READING TEXT:
Try as one may, it's challenging to look through the makeup of China's economic recovery which offers a roadmap to the rest of the world – and it’s not especially bullish for one that’s wholeheartedly predicated on consumer-driven recovery; forget about a V, this is going to be a lengthy S-L-O-G shaped recovery.
The challenge of growing the economy this year while rebalancing from investment to private consumption could prove difficult.
History suggests that China will revert to debt-driven investment if it needs to delay economic rebalancing for the second time since the global financial crisis.
For local currency markets, the USD-CNH downside remains intact. Still, it will likely drip lower as mainland regulators appear more likely to tap the brakes when domestic equity sentiment starts to froth too much.
While the positive Q2 GDP print should continue to support exporters of commodities into China (AUD, IDR) where exporters of consumer good could lag ( EUR, KRW, TWD).
China's retail sales numbers indicate consumers remain extremely guarded and are probably still fearing a second wave outbreak. Maybe the second wave Covid-19 headline deluge from the US market is having a decidedly negative effect on Chinese consumer behavior, which could be extrapolated globally using China as a blueprint.
Indeed, the slower than expected China consumer-driven rally whispers of downside risk to the US markets. Real yields remain lower, suggesting this is a market far from optimistic about a medium-term recovery, despite better-than-expected high-frequency data where US retail sales for June surprised to the upside.
Finally, a positive outcome from the EU summit would incorporate no reduction in the EUR750 bn recovery fund size. Steps towards an agreement on conditionality and debt mutualization could even be firmed up at a meeting later in the summer.
So long as they keep that significant number on the table, risk markets should be content – even if the ultimate prize of debt mutualization gets delayed to later in the summer.

SUPPLIED MATERIAL:
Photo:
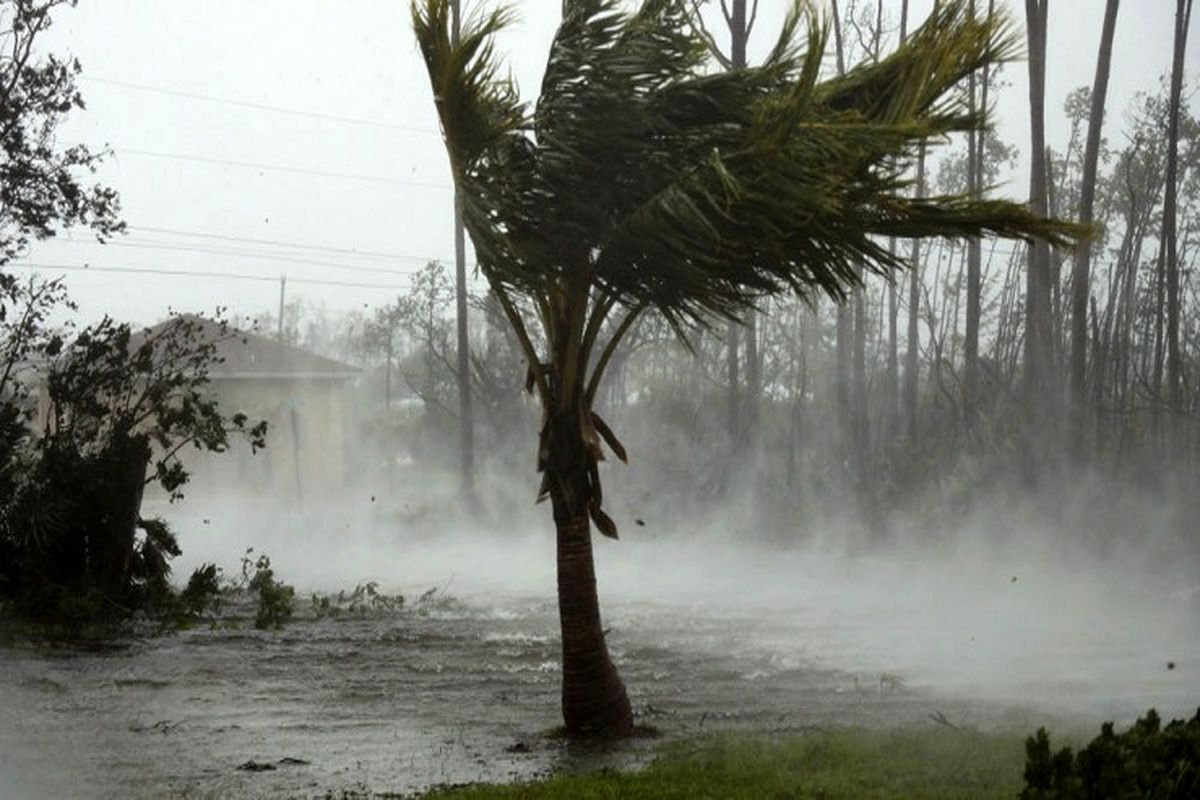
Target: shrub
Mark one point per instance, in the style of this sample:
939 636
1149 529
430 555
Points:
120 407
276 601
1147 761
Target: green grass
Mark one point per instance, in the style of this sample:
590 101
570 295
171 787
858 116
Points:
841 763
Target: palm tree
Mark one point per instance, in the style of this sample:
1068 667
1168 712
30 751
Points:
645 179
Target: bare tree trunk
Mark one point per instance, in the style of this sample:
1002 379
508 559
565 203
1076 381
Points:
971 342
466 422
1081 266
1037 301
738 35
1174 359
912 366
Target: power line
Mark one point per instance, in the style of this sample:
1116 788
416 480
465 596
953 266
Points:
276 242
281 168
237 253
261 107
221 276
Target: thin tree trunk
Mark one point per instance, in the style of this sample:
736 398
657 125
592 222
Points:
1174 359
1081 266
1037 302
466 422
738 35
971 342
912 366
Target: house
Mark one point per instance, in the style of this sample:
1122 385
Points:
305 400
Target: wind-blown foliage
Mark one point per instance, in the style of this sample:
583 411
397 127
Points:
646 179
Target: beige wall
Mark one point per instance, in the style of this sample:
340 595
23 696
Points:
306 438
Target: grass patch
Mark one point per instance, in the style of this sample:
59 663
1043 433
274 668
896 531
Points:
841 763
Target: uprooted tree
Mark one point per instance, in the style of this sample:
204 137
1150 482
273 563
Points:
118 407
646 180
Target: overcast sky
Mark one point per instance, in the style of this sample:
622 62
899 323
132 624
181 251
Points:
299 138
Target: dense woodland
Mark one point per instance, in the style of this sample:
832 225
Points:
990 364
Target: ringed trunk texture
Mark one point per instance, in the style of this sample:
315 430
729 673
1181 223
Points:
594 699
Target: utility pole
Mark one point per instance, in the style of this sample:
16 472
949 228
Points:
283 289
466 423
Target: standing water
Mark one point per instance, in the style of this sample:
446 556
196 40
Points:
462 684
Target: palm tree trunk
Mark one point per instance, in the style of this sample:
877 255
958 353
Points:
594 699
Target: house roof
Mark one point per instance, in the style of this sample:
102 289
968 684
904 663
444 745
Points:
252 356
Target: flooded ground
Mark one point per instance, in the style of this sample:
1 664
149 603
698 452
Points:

==

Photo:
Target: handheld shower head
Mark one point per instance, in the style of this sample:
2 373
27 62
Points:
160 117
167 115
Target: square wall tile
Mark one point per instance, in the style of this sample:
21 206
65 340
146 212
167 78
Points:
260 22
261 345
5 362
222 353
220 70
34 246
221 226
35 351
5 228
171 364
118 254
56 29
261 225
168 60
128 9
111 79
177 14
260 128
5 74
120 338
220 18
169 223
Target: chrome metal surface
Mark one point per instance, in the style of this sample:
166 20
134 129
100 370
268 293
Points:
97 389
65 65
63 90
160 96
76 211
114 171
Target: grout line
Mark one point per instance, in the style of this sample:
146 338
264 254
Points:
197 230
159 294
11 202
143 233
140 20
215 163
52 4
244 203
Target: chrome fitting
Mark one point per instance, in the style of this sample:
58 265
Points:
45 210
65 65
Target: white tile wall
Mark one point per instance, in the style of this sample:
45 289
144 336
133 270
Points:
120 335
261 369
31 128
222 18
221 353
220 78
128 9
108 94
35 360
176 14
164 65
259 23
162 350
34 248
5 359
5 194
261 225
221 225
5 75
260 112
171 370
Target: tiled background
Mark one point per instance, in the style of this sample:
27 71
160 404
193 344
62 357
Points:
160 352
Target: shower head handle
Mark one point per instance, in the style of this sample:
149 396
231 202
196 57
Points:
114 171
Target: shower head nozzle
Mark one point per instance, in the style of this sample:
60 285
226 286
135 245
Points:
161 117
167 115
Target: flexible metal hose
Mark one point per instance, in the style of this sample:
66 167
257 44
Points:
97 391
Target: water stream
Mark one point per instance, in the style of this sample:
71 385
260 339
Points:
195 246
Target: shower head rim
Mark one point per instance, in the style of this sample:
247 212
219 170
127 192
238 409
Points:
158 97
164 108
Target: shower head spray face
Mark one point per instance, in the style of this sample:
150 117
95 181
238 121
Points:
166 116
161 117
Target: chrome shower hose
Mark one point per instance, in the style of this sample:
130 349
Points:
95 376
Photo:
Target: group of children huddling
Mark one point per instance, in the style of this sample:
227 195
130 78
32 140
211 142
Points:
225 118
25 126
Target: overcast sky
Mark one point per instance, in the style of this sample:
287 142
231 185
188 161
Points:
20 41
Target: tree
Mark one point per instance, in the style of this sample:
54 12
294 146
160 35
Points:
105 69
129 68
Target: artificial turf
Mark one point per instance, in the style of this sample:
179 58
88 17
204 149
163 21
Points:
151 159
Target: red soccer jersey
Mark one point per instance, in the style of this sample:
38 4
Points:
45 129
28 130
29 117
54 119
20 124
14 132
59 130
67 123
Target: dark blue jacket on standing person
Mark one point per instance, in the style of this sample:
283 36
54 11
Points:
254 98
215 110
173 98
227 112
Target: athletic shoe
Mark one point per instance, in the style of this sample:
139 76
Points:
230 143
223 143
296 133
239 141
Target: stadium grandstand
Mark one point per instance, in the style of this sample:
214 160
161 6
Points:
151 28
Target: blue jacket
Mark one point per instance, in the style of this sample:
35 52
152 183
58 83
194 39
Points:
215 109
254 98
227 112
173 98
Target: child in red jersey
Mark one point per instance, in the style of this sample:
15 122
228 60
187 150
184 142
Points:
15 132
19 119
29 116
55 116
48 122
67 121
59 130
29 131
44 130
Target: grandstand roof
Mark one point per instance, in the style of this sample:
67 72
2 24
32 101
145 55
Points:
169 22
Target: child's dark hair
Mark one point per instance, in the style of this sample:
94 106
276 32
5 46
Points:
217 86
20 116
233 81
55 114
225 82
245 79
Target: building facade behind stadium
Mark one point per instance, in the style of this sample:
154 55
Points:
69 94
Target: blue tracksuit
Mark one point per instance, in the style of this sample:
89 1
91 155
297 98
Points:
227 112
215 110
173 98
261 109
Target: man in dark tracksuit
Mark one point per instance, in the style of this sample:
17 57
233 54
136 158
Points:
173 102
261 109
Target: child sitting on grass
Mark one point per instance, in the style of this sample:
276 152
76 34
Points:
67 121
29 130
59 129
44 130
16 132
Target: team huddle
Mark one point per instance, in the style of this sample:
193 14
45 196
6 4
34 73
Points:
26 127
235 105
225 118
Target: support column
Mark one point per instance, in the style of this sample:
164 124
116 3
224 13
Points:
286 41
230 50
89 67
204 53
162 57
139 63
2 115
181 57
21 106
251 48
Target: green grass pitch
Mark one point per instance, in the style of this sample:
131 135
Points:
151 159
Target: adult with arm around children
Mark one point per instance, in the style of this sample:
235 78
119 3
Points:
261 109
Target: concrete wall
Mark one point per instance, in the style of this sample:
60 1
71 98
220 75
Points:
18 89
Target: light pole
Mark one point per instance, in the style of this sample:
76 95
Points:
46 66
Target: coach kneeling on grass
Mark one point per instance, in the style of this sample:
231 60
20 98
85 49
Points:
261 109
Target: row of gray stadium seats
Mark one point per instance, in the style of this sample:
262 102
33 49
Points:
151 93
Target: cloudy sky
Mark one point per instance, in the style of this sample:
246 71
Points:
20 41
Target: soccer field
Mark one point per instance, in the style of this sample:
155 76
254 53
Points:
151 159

* * *

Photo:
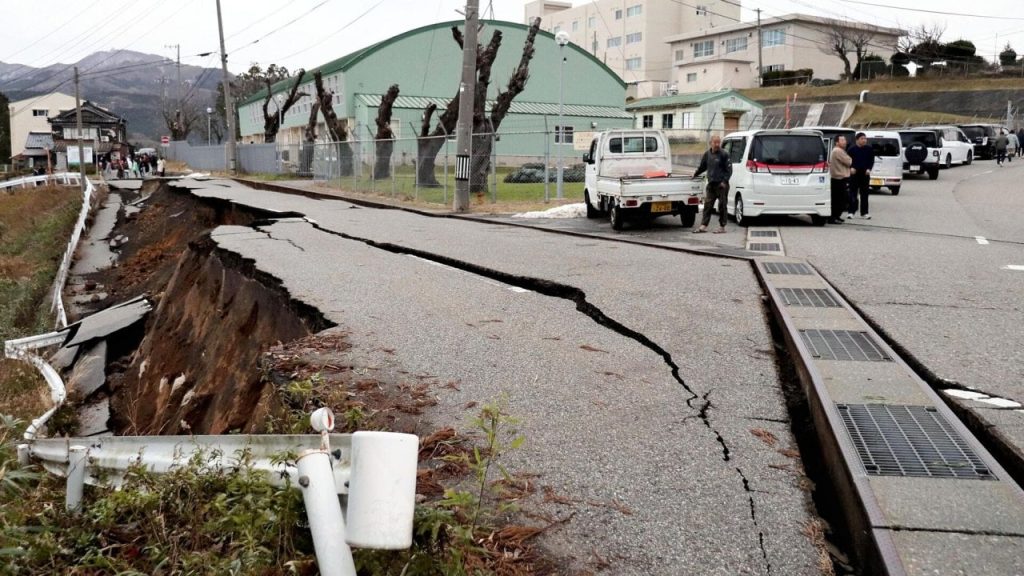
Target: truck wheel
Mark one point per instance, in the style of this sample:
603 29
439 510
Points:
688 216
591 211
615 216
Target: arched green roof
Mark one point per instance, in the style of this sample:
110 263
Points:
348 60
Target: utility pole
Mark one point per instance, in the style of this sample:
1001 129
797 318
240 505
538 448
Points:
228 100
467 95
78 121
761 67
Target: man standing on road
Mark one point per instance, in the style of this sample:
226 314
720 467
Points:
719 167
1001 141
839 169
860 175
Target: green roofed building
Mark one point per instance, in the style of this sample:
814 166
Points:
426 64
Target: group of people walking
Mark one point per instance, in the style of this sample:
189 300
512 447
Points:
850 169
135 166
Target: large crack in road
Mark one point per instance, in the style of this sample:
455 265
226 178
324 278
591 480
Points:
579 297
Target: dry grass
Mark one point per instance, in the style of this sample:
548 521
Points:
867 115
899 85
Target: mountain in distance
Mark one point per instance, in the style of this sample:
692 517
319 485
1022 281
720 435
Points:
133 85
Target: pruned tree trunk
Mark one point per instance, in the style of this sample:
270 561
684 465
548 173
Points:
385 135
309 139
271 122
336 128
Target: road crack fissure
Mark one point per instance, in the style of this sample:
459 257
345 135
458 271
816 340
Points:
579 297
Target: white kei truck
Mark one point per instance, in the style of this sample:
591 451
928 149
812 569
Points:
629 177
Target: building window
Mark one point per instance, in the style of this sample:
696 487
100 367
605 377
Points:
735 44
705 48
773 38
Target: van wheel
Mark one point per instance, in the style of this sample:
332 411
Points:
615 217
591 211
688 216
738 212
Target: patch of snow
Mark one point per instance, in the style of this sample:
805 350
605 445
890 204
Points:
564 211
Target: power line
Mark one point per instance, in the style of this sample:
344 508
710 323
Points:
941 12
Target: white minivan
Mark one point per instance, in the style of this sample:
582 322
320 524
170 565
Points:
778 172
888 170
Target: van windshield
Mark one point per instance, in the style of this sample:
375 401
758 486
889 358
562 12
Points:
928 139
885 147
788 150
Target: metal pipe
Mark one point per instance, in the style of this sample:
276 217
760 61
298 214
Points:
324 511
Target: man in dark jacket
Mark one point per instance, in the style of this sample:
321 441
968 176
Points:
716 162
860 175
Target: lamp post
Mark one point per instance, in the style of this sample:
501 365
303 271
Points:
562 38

WHAT THIS TASK INVOLVES: According to the market commentary on China's economic recovery, what recovery fund size would a positive EU summit outcome keep unreduced?

RESPONSE TO THE TASK: EUR750 bn